### [Given problem a]
Can you gather every line in the listing that contains the word "concrete"?

### [Document text]
########################################
Residents of 31 villages from Kyar-in-seik-kyi township (termed Win-Ye
township by the Karen Nation Union-KNU) have been issued orders by SPDC
regional commanders to abandon their villages and move to "concentrated
villages" no later than April 20.

Village headmen, monks, priests and prominent members of the 31 villages
were summoned April 1 by members of Light Infantry Battalion 284 and issued
orders to depopulate the area and move to 4 designated sites near SPDC
military posts. The consequences for failure to obey the relocation order
were spelled out in no uncertain terms. Villagers were warned that they
would be treated as hostile forces if they were found in or near their
village areas after 20 April.

The SPDC relocation orders mirror those issued to other villages in the
area during the dry season one year ago and signal the SPDC intent to turn
the entire area into a free-fire or so called "black" zone. Indeed, Karen
and other ethnic villagers in this large area of Southern Karen State have
long been subject to a continuing litany of human rights violations
including forced portering, seizure of property and arbitrary torture and
detention. SPDC actions in this area during 1998 are fully detailed in a
report released by the Mon Information Service in January.

The renewal of the notorious four-cuts strategy in and around
Kyar-in-seik-kyi township is likely related to recent limited successes
achieved by armed members of the KNU and other opposition groups against
Burmese military targets. The continuing terrorization of unarmed and
peaceful ethnic minorities in rural areas such as Kyar-in-seik-kyi occurs
simultaneously with an offer by the SPDC to negotiate cease-fire terms with
the KNU. The current preparations for a military offensive in Southern
Karen State suggest that such offers have a basis in neither truth nor
sincerity.
########################################
### [Records for the exercise]

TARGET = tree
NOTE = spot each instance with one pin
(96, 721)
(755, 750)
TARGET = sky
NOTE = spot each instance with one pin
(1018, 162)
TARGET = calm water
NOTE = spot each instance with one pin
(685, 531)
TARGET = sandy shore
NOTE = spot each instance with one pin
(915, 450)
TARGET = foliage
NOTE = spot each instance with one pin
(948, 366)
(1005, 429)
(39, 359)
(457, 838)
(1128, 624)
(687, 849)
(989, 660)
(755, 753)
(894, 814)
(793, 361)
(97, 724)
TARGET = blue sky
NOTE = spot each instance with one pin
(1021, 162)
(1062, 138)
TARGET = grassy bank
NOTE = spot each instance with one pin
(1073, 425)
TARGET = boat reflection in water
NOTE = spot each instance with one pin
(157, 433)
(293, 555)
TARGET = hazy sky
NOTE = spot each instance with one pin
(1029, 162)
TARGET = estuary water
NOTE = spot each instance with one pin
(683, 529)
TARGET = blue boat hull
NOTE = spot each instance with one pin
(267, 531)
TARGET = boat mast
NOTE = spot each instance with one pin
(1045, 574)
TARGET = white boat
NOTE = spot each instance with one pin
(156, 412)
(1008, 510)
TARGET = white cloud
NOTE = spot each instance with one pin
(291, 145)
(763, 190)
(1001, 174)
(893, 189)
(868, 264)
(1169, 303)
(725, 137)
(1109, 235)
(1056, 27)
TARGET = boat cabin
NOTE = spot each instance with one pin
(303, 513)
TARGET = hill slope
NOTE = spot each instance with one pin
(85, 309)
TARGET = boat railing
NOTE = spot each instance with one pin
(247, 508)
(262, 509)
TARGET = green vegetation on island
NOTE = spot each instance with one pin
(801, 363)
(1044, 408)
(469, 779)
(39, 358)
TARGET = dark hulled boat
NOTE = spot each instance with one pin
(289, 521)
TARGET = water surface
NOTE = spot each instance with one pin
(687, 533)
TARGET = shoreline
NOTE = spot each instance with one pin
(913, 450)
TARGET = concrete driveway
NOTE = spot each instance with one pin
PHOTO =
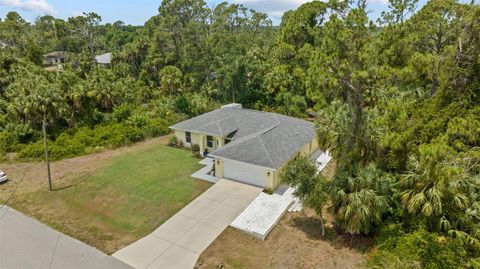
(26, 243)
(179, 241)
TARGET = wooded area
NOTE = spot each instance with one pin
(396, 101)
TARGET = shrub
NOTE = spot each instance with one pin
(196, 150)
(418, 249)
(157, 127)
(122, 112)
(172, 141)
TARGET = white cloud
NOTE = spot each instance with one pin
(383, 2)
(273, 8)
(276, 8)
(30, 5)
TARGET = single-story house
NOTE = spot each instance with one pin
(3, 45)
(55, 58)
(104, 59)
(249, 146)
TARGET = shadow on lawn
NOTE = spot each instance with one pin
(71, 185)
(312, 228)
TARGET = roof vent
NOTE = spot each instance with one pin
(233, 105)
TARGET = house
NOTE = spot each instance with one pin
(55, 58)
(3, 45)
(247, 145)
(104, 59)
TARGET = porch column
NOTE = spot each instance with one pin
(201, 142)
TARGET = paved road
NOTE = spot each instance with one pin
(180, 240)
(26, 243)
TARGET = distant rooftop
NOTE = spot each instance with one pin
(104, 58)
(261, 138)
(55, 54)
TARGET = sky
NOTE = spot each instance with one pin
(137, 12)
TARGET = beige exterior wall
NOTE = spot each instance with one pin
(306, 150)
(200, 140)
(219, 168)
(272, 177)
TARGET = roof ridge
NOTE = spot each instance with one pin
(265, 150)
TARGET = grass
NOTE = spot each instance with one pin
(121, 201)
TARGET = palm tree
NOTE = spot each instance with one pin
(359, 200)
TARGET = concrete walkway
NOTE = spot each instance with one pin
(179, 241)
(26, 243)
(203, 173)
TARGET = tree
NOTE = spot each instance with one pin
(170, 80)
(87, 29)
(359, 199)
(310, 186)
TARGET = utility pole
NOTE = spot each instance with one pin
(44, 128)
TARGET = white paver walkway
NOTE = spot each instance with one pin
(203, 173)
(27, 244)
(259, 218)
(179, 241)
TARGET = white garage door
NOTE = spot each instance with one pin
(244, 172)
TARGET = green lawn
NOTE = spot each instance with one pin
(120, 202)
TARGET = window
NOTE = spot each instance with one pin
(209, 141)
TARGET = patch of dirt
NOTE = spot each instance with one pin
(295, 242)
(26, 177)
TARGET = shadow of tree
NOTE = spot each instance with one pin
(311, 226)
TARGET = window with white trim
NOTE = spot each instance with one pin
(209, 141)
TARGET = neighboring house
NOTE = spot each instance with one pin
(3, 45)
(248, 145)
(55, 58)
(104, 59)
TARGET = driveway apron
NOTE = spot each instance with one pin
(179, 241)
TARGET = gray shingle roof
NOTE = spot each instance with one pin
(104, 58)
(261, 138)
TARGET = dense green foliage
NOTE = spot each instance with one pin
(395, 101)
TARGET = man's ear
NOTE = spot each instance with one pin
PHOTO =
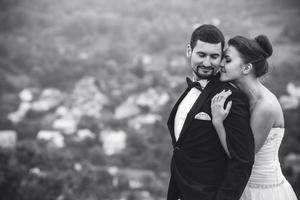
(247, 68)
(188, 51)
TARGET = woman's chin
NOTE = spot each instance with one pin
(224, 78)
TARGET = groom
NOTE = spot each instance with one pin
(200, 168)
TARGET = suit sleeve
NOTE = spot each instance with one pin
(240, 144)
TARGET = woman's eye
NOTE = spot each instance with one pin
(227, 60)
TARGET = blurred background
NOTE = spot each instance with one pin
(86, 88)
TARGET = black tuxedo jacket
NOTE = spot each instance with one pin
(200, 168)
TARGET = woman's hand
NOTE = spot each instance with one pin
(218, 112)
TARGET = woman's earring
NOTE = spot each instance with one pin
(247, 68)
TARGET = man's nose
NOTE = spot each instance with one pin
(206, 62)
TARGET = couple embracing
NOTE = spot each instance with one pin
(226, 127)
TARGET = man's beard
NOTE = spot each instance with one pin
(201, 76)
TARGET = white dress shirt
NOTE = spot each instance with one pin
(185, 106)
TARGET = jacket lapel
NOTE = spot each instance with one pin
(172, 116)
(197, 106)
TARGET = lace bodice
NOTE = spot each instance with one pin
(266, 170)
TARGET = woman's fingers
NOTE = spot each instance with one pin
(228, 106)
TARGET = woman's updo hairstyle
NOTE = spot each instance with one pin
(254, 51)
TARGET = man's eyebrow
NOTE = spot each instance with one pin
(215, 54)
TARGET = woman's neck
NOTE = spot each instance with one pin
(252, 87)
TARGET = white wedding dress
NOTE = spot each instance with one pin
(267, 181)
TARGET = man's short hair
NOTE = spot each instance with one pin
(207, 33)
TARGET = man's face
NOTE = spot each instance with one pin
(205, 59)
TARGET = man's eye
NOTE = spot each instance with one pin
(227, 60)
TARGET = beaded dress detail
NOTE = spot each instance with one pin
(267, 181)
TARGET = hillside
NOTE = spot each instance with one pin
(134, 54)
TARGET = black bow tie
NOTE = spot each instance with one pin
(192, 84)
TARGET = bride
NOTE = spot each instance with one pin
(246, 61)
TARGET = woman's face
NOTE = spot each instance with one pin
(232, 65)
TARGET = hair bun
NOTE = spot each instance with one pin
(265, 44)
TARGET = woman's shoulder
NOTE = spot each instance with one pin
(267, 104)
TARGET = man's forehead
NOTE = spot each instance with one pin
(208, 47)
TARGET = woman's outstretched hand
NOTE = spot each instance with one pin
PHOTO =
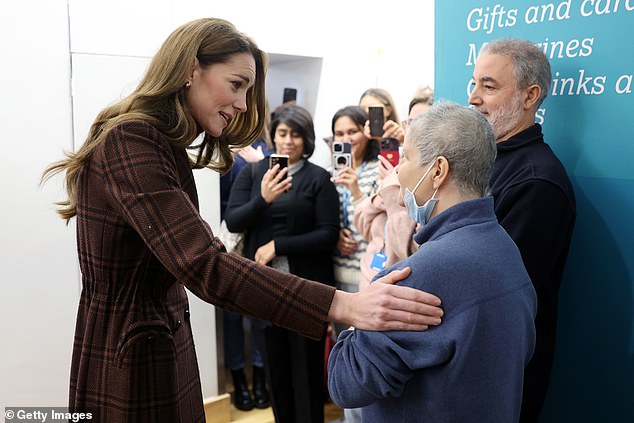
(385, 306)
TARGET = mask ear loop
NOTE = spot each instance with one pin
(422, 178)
########################################
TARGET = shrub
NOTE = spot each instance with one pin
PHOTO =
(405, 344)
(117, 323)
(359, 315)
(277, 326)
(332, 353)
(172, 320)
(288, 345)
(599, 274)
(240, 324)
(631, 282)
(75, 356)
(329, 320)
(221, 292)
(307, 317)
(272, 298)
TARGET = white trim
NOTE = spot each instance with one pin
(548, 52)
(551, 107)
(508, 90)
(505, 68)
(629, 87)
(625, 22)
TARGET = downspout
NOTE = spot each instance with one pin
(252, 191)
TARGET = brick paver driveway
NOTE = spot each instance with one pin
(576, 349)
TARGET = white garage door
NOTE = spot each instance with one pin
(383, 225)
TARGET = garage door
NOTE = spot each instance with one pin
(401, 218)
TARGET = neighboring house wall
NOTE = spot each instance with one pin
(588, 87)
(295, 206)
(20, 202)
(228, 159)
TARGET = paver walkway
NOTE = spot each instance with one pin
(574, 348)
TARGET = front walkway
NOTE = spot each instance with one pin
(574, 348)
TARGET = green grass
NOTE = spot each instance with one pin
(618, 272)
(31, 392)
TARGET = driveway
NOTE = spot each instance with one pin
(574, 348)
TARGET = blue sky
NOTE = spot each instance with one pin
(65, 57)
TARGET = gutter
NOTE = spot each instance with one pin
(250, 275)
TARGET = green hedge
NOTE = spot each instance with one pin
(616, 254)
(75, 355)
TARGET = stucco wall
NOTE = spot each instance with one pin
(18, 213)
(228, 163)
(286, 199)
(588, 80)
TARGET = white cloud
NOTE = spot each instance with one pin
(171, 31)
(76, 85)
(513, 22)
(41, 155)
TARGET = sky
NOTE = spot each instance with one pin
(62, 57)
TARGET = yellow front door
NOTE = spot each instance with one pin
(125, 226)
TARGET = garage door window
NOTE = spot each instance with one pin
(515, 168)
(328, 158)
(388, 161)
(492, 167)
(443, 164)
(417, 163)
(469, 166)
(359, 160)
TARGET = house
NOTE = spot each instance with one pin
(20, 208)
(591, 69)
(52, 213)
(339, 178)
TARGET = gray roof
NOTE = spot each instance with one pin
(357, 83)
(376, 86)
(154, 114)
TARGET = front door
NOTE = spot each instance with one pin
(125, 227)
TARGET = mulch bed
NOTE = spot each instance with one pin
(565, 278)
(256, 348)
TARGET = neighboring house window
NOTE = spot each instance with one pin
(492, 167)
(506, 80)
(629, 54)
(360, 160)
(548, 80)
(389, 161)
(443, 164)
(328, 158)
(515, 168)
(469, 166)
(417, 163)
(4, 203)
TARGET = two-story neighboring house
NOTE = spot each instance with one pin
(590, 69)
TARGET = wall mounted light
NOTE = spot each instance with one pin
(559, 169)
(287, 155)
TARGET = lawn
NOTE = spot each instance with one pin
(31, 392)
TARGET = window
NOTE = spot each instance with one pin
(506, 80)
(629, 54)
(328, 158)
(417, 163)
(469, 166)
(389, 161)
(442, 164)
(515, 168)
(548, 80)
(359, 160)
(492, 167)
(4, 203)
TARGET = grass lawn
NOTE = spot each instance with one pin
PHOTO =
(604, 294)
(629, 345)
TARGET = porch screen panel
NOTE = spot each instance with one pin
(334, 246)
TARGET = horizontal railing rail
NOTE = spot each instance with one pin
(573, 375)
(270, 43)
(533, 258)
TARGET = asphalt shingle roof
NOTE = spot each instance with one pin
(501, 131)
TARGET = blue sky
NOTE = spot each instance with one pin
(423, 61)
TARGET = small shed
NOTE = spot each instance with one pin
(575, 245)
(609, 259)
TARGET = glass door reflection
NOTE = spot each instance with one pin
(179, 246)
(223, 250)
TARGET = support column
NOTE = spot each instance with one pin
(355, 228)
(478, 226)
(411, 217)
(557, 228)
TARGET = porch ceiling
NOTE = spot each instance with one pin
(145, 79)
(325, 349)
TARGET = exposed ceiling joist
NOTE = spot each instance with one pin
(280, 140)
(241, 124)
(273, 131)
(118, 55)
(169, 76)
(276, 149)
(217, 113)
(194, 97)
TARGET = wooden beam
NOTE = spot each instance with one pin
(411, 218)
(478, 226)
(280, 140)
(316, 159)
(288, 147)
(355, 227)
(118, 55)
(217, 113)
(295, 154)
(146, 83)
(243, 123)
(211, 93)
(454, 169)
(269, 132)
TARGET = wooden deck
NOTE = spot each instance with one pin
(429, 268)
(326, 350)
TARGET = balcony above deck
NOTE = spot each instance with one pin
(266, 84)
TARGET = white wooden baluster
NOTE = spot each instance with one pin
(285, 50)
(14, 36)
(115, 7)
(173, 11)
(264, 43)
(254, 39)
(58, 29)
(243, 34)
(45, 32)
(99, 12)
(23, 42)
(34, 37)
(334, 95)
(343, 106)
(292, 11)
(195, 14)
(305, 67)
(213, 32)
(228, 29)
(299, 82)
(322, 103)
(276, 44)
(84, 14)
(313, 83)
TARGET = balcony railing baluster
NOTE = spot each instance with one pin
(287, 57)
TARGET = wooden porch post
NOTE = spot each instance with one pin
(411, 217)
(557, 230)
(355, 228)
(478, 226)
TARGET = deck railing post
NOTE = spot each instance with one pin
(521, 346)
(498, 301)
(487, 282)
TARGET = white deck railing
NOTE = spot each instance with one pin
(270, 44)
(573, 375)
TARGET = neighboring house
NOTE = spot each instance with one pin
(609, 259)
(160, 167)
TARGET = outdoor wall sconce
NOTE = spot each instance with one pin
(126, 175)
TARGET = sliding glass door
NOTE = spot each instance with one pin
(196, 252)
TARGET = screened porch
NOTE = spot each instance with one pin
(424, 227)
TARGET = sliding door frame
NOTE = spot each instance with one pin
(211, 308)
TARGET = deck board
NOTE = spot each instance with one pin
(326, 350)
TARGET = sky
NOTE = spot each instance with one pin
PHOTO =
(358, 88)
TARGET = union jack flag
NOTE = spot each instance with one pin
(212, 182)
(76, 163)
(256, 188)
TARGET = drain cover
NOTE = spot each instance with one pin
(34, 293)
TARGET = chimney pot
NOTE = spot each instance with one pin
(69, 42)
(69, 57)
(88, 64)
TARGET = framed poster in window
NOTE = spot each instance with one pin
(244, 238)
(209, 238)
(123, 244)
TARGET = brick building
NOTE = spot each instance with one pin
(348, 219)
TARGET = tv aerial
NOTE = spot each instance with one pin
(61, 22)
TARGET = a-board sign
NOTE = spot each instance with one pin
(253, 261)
########################################
### [Given problem b]
Could you write out the relocation report from "Residents of 31" down to "after 20 April.", switching "summoned" to "called in"?

### [Complete answer a]
TARGET = concrete driveway
TARGET = concrete walkway

### [Complete answer b]
Residents of 31 villages from Kyar-in-seik-kyi township (termed Win-Ye
township by the Karen Nation Union-KNU) have been issued orders by SPDC
regional commanders to abandon their villages and move to "concentrated
villages" no later than April 20.

Village headmen, monks, priests and prominent members of the 31 villages
were called in April 1 by members of Light Infantry Battalion 284 and issued
orders to depopulate the area and move to 4 designated sites near SPDC
military posts. The consequences for failure to obey the relocation order
were spelled out in no uncertain terms. Villagers were warned that they
would be treated as hostile forces if they were found in or near their
village areas after 20 April.